EXERCISE OBJECTIVE: This exercise calls for duplicating every entry below exactly, without the images.

GIVEN RECORDS:
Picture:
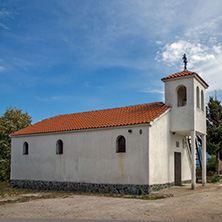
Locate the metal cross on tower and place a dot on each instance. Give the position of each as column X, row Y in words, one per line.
column 185, row 61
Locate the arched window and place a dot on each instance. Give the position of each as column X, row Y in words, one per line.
column 25, row 148
column 202, row 100
column 59, row 147
column 120, row 144
column 198, row 97
column 182, row 96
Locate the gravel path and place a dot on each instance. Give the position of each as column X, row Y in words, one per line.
column 203, row 204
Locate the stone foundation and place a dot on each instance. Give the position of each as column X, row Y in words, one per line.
column 128, row 189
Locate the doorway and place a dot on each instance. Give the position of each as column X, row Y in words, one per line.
column 177, row 169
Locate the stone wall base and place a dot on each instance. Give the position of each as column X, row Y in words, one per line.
column 127, row 189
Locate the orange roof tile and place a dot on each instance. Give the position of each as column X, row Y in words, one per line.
column 184, row 73
column 129, row 115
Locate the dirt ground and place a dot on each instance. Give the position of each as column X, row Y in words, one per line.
column 202, row 204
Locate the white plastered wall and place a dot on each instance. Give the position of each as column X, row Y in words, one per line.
column 88, row 156
column 162, row 145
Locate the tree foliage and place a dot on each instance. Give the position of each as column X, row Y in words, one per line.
column 214, row 126
column 11, row 121
column 214, row 129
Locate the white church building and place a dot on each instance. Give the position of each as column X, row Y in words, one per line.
column 132, row 150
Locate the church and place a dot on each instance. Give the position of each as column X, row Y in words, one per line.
column 131, row 150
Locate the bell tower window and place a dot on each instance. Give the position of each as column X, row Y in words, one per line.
column 198, row 97
column 182, row 96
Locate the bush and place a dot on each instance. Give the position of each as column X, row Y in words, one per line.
column 215, row 178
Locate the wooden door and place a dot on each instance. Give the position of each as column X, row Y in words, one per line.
column 177, row 169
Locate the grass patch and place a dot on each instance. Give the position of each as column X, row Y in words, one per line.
column 13, row 195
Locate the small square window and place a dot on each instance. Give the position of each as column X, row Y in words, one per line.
column 177, row 144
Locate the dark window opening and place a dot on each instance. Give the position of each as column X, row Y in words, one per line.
column 198, row 97
column 182, row 96
column 121, row 145
column 59, row 147
column 25, row 148
column 202, row 100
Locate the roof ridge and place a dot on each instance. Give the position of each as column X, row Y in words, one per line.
column 118, row 116
column 91, row 111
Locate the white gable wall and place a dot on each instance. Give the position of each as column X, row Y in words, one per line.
column 88, row 156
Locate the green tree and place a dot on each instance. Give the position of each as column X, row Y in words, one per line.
column 11, row 121
column 214, row 129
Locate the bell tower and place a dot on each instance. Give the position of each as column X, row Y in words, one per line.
column 185, row 93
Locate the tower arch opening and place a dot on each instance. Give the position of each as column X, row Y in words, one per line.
column 181, row 96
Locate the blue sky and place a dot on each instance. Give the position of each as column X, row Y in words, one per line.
column 66, row 56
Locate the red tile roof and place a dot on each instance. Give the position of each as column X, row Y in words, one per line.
column 129, row 115
column 184, row 73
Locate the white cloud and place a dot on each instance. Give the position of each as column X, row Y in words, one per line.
column 203, row 59
column 2, row 68
column 152, row 91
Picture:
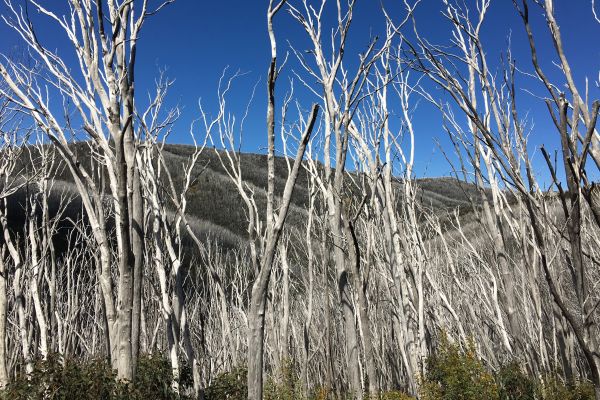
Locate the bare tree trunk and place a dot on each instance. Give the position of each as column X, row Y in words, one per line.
column 4, row 376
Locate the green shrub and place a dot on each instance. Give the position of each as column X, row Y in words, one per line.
column 70, row 379
column 285, row 385
column 395, row 395
column 456, row 374
column 232, row 385
column 514, row 384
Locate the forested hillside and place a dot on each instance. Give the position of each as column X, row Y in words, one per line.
column 323, row 266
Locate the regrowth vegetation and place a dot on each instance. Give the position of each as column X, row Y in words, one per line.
column 134, row 268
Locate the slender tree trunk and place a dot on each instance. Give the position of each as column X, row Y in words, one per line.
column 4, row 377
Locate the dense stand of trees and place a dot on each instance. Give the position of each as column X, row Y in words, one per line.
column 356, row 294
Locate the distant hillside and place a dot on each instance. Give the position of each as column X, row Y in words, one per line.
column 215, row 208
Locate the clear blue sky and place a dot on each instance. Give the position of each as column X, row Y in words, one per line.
column 196, row 39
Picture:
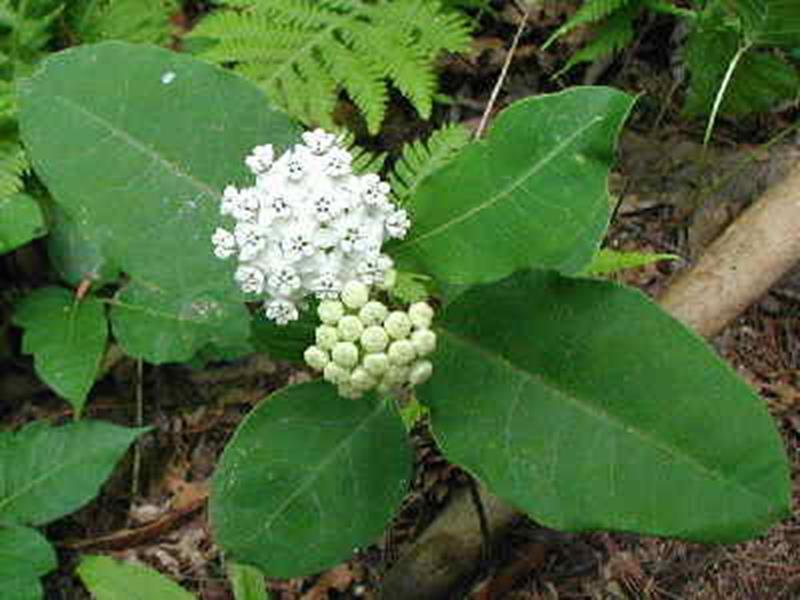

SOLUTION:
Picture:
Locate the metal cross on tower and place a dot on each instance. Give the position of each as column X, row Y in words, one per line.
column 185, row 61
Locate the arched window and place a dot on each instance. Give the position of each as column X, row Y in words, one per line.
column 25, row 148
column 202, row 100
column 59, row 147
column 120, row 144
column 198, row 97
column 182, row 96
Locate the gravel path and place a dot on each instance. Give the position of each as column X, row Y in words, one per line.
column 203, row 204
Locate the stone foundation and place a dot on each instance. Give the position of each as column X, row Y in words, one per line.
column 128, row 189
Locate the doorway and place a dot on each instance. Give the position of each as column X, row Y in words, one per line.
column 177, row 169
Locate the stone wall base and place a dot on each instance. Give the position of each as column X, row Y in words, one per line.
column 127, row 189
Locate the orange roof tile and place a dot on each instance. Give the position of each as column X, row Y in words, one per line.
column 184, row 73
column 129, row 115
Locate the dirt ground and place a dot on each instance. Give the position of each as column X, row Y in words, one per line.
column 202, row 204
Locate the white plastered wall and place a dot on each instance. Give the position of each as column X, row Y in words, one per line.
column 88, row 156
column 162, row 145
Locate the tree foliage and place a dot on each instance. Give the position of each as column X, row Y in words, one per line.
column 214, row 126
column 11, row 121
column 214, row 129
Locate the white church building and place a dot on each instance. Give the position of each as column X, row Y in words, one per line.
column 132, row 150
Locate the church and place a dot on each instance. Give the position of each as column X, row Y in words, one per line.
column 131, row 150
Locate the bell tower window and place a dot on each instance. Give the position of each as column X, row Y in words, one per line.
column 198, row 97
column 182, row 96
Locate the bush and place a dot on each instance. Give the position of each as column X, row Y in words, one per line.
column 215, row 178
Locate the wooden door and place a dot on each instance. Give the position of each as column X, row Y in words, one per line.
column 177, row 169
Locate the grass patch and place a dot on each instance. Give the position of each as column X, row Y in words, one per line.
column 13, row 195
Locate the small square window and place a dot on each instance. Give the position of each as column X, row Y in words, one per line.
column 177, row 144
Locate the dark window opening and place a dot on each instance. Give the position of each as column X, row Y in words, one per line.
column 198, row 97
column 182, row 96
column 121, row 145
column 59, row 147
column 25, row 148
column 202, row 100
Locate the roof ridge and place a dot on each instance. Give the position of each as column X, row Y in words, one per line.
column 118, row 116
column 91, row 111
Locate the white gable wall and place a dot on each instance. Give the position of each as column X, row Y in words, one per line.
column 88, row 156
Locate the green tree and place a dot on each instance. Give the position of each as column X, row Y in words, one per line.
column 11, row 121
column 214, row 129
Locate the bell tower and place a dot on each instance. Give the position of each as column X, row Y in words, one per line.
column 185, row 93
Locate the tower arch opening and place a dot on each instance. Give the position of each as column X, row Y in words, one per line.
column 181, row 96
Locate the blue sky and place a dot on each instance. Give the position of each as column X, row Y in words, one per line.
column 66, row 56
Locate the red tile roof and place a dot on each instance. Give the position of each as column X, row Y in words, one per line.
column 129, row 115
column 184, row 73
Locate the white cloud and place a dot on each instance. Give the position of each as column X, row Y in words, one per line.
column 203, row 59
column 2, row 68
column 152, row 91
Picture:
Locate the bare tree trunk and place a dot on each instance. Give the position of each as column X, row Y in words, one per line.
column 4, row 376
Locate the green shrub and place a dot on each instance. Give the position of each as column X, row Y in words, one per line.
column 70, row 379
column 285, row 385
column 395, row 395
column 456, row 374
column 232, row 385
column 514, row 384
Locate the forested hillside and place a dot on each instance. Give the position of each as column X, row Y in words, one per line.
column 323, row 266
Locate the regrowth vegetation and place a dot on each instance. Give the position of each as column X, row Y in words, one per line.
column 134, row 268
Locate the slender tree trunk and place a dot on each instance. Give the position of each as column X, row Y in words, one per line.
column 4, row 377
Locate the dense stand of trees and place a dot on each instance. Give the position of each as column X, row Y in words, one per line.
column 356, row 294
Locate the distant hillside and place a dot on each instance. Give the position of each as column X, row Y in words, one per line.
column 215, row 208
Locate the clear blue sky and place a dot on each instance. Give the position of each as column X, row Y in words, one per line.
column 196, row 39
Picture:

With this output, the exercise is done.